### Texto
# # # #

Dejemos las conclusiones para los imbéciles, Pío Baroja  

   Soy consciente de lo poco original que es la afirmación que da título a este artículo. Todos, antes o después, llegamos a conclusiones similares a lo largo de nuestra vida. Tanto el imbécil que atraviesa el paso de cebra como si fuese a atropellar al peatón, como el peatón que cruza el paso de cebra con lentitud como un imbécil para provocar al conductor. Existe, así nos lo dio a entender Umberto Eco, una democratización de la idiotez desde la aparición de las redes pero, lamentablemente, yo amplificaría ese espectro a varios siglos antes. Sería estúpido afirmar que existe un antes y un después en la idiotez humana, pero sí considero que existe un proceso de potencialidades sostenidas en el tiempo que han hecho de los humanos seres exponencialmente más imbéciles. No habrá de confundirse la imbecilidad con el despotismo, la crueldad o la barbarie, tildar de imbécil a Iván el terrible o al capataz de una plantación de esclavos sería una aproximación errónea. No, la imbecilidad germina con fuerza en aquellas sociedades en las que la igualdad queda, al menos sobre el papel, asegurada por las leyes y principios básicos que rigen dicha colectividad. El imbécil se convierte así en un concepto dual, bicéfalo, pues es tan imbécil quien abusa de la descomposición orgánica de la supuesta igualdad asegurada, como aquel que, inocente y bienintencionado, cree a pies juntillas en ella. Pero he aquí el error, ¿por qué aquel que confía en los principios de la bondad y la justicia es comúnmente tildado de imbécil?  ¿Por qué quién labra los campos de la armonía y hace gala de amabilidad desmedida resulta ser un necio? Sin llegar a confirmar una tesis absoluta, la principal causa de este hecho nace antes en un elemento que en cualquier otro; la competencia. Los mecanismos de competencia perpetua nos dominan en la cotidianidad haciendo de nuestros semejantes posibles usurpadores de oportunidades, o profanadores de la fantasiosa y premeditada imagen de poder que todos nos calzamos en algunos ámbitos.

   Pero, dejando de lado por el momento el tema de los imbéciles, creo que convendría hablar de la más reciente actualidad.

   Dios da pan a quién no tiene dientes. Al menos eso dicen, y parece que de un tiempo a esta parte cuanto nos rodea indica que Dios se ha quedado sin pan, o por lo menos que se lo está dando a aquellos con los dientes más grandes y picudos del estanque de tiburones. No obstante, que el sistema neoliberal (hijo mestizo del de competencia) nos invite a descorchar nuestros impulsos más primarios en un afán por salvar nuestros pellejos, aunque por el camino dejemos unos cuantos cadáveres, es algo a lo que deberíamos habernos acostumbrado. Desafortunadamente, algo habrá en lo profundo de nuestros maltrechos corazones que nos impide tragar con sumisión y complacencia las sórdidas perversiones rentables de una parte de la población, no tan pequeña como imaginamos, y si abiertamente poderosa.

# # # #

### Ejercicios propuestos
a) Reproduce el fragmento del artículo sobre la imbecilidad que comienza en "Dios da pan" y termina en "si abiertamente poderosa.".
b) Prosigue el artículo sobre la imbecilidad a partir de su última oración.

# # # #

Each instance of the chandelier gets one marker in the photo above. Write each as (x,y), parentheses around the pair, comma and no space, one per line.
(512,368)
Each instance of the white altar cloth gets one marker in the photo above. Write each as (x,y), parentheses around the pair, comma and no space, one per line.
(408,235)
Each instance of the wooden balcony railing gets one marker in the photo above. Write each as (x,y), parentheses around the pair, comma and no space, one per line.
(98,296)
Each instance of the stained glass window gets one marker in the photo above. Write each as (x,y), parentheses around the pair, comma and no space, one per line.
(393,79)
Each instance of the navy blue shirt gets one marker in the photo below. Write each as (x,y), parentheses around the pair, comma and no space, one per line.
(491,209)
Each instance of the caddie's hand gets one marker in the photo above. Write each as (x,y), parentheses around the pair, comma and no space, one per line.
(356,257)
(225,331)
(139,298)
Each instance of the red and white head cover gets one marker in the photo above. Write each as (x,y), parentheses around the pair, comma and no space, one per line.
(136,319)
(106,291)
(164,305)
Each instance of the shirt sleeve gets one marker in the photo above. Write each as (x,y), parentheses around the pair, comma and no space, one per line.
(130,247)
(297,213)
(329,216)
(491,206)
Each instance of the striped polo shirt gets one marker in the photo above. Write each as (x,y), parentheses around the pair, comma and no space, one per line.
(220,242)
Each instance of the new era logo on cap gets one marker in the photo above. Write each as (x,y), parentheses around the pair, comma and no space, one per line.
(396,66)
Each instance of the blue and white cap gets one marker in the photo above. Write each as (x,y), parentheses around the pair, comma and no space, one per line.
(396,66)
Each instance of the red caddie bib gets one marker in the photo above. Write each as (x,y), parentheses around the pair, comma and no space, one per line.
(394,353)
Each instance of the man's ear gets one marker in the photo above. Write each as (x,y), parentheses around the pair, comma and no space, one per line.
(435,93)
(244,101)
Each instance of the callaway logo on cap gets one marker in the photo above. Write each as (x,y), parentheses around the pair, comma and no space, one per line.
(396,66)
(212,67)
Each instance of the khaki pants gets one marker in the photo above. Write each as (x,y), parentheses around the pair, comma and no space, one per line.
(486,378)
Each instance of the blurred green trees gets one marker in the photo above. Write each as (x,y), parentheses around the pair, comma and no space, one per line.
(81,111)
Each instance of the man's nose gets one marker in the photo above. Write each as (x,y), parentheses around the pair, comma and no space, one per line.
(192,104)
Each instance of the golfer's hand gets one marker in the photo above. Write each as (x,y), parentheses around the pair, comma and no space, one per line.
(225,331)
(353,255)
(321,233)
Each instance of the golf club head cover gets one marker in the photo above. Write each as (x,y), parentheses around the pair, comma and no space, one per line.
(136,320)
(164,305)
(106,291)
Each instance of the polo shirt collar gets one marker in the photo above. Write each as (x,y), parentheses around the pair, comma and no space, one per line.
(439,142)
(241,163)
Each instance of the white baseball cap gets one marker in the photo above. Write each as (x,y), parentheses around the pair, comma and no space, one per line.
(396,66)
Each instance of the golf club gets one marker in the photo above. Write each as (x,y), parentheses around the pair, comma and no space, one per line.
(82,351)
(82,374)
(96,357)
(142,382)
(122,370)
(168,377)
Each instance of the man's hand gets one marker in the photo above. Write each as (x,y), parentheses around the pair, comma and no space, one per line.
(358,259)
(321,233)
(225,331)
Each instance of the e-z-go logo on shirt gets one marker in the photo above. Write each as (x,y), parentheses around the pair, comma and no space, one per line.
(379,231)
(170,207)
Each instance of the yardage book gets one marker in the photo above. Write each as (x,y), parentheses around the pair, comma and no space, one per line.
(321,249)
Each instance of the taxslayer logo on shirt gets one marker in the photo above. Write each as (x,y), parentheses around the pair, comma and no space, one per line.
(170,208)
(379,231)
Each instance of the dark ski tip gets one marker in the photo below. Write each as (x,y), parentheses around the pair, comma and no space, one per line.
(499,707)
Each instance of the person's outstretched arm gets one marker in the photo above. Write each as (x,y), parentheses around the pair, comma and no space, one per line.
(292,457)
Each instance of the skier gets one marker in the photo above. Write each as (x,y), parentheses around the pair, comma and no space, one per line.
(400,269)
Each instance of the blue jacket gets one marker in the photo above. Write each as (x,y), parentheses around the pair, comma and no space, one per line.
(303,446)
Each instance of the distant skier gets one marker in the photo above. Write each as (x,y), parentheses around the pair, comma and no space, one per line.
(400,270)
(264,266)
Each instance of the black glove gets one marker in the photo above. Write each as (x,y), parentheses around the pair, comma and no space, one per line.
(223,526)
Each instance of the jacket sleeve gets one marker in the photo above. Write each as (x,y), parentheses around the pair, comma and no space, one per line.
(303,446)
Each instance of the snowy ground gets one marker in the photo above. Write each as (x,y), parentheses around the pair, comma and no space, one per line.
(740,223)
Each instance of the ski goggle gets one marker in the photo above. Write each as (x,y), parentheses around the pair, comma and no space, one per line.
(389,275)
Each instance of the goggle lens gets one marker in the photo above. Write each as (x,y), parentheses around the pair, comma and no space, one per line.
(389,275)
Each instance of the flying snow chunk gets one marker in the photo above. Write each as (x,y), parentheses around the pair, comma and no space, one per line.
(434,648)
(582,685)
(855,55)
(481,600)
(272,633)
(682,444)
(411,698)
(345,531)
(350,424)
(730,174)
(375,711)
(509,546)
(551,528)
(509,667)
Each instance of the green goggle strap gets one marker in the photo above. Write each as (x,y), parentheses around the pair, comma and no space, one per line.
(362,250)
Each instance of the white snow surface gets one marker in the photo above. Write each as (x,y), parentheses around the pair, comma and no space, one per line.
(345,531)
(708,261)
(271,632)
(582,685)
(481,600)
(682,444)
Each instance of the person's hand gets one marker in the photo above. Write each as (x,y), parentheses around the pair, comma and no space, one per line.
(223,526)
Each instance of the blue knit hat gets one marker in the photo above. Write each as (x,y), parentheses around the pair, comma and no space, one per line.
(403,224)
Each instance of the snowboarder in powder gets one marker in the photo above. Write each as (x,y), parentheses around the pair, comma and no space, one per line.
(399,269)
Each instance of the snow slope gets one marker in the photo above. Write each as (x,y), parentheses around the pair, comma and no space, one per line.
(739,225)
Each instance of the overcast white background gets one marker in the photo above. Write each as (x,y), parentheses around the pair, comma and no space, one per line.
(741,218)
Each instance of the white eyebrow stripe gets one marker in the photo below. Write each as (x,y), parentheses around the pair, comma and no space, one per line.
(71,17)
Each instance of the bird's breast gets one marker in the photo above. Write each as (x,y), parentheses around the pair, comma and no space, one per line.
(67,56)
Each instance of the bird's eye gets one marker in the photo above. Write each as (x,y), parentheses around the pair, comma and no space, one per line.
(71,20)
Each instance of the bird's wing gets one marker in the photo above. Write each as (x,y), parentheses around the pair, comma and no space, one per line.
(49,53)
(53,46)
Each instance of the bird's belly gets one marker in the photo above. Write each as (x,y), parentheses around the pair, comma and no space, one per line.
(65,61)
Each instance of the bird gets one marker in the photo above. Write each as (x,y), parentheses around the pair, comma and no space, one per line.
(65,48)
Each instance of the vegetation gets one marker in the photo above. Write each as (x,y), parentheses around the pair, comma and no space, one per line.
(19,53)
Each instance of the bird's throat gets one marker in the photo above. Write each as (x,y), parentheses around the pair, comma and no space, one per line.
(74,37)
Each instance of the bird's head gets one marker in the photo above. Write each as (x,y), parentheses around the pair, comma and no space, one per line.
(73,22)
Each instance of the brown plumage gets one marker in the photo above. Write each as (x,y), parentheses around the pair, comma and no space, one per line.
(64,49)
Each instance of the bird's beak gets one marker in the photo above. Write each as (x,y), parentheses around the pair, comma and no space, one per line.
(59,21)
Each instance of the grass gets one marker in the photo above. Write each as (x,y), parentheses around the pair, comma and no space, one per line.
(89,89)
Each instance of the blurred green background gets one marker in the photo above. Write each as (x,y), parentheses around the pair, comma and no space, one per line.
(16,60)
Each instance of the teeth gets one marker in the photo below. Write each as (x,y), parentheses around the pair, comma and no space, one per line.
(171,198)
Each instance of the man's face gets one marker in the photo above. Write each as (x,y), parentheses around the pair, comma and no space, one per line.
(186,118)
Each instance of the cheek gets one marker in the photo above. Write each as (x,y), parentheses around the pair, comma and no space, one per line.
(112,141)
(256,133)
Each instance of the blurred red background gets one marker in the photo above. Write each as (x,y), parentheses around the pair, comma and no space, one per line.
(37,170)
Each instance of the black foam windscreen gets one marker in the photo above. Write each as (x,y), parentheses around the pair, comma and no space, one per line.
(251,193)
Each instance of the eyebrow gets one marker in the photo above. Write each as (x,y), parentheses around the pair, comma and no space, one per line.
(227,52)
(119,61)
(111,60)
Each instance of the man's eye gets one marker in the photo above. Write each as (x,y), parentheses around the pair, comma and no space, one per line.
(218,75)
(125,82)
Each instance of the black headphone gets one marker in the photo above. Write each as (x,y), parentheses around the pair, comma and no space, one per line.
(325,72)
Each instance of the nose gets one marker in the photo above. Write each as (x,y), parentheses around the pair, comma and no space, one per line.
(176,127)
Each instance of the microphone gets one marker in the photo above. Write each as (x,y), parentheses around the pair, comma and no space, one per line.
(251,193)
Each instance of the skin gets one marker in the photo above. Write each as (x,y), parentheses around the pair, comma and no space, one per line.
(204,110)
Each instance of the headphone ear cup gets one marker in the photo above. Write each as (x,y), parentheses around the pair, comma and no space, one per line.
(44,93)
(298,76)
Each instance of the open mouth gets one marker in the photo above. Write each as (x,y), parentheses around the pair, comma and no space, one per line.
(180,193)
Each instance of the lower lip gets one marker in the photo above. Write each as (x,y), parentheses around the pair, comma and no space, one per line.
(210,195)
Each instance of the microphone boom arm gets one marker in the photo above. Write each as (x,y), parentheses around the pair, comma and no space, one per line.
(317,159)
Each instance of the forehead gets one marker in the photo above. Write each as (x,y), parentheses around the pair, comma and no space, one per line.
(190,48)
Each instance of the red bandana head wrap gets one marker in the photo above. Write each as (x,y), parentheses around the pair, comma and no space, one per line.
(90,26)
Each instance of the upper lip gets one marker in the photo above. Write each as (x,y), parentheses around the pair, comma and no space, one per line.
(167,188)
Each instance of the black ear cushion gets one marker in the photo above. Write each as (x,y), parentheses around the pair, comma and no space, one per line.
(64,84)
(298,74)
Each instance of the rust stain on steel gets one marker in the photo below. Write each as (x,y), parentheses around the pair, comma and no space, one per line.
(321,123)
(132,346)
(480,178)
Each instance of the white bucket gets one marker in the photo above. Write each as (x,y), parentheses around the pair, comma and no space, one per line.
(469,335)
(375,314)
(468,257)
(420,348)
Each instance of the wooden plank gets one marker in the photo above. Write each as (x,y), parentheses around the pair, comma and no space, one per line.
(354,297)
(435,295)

# # # #

### Lista de respuestas
a)
Dios da pan a quién no tiene dientes. Al menos eso dicen, y parece que de un tiempo a esta parte cuanto nos rodea indica que Dios se ha quedado sin pan, o por lo menos que se lo está dando a aquellos con los dientes más grandes y picudos del estanque de tiburones. No obstante, que el sistema neoliberal (hijo mestizo del de competencia) nos invite a descorchar nuestros impulsos más primarios en un afán por salvar nuestros pellejos, aunque por el camino dejemos unos cuantos cadáveres, es algo a lo que deberíamos habernos acostumbrado. Desafortunadamente, algo habrá en lo profundo de nuestros maltrechos corazones que nos impide tragar con sumisión y complacencia las sórdidas perversiones rentables de una parte de la población, no tan pequeña como imaginamos, y si abiertamente poderosa.

b)
   Nadie se sorprendió cuando en este país hubo hordas de cretinos, aprovechados cantamañanas, imbéciles que se excitaban con el simple reflejo de su entrepierna, que decidieron vacunarse antes de tiempo. Es más, estoy seguro de que bajo la inquebrantable ética de pósit que han demostrado muchos ante la opinión pública, se esconde un diablillo malévolo que reza letanías contra las tripas de los vacunados, no por haberse aprovechado de su posición, sino por haberles robado la oportunidad de vacunarse ellos. Me huele mal que un país acostumbrado a justificar sus zorrerías con el mantra de ser la cuna de la picaresca ponga, de pronto, el grito en el cielo por practicarla en su contexto más lógico; el de salvar la propia vida. Si la hipocresía era un conjuro que los magos de la política y el poder fáctico llevan practicando desde que Ortega y Gasset dijo que la corrupción en España era estructural, ¿a qué tanto alboroto?  Si un pijeras aficionado a los mocasines, el gimnasio y a colgar fotos de J.O Smith con metralletas en su Instagram, termina soplándole un par de leches a su novia cuando esta se ha largado con su compañero de piso porque se lo monta mejor en la cama, en lo que a mí respecta, la sorpresa no es mayúscula. Y si hay quien entiende esto último como una justificación de dicho acto, a bien que tenga montarse en un Dildo-bici sin lubricación previa.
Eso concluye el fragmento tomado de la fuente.